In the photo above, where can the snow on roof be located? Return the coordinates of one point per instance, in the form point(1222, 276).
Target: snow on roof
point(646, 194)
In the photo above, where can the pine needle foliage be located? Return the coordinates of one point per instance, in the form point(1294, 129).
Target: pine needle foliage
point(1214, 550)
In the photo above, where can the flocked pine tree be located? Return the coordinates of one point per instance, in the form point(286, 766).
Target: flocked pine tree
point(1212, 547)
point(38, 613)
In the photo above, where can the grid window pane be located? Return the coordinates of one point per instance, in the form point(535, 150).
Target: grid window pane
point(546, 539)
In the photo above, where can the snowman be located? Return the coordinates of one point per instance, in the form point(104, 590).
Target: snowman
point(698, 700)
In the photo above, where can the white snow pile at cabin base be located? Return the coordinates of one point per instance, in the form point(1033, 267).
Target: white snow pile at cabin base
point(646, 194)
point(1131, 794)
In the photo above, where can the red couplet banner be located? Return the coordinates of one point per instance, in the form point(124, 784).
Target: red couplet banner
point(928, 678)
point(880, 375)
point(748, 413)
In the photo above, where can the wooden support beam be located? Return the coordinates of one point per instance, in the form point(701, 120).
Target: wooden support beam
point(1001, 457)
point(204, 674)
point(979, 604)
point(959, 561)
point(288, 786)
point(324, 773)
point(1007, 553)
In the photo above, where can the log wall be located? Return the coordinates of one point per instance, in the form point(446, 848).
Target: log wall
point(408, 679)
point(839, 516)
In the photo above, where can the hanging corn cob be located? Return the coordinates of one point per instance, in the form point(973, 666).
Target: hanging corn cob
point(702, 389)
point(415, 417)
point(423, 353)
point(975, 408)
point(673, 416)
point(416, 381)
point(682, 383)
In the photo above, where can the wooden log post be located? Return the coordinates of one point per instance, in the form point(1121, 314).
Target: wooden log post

● ● ● ● ● ● ●

Tally the lines of the records that hold the word "post" and output only the total.

2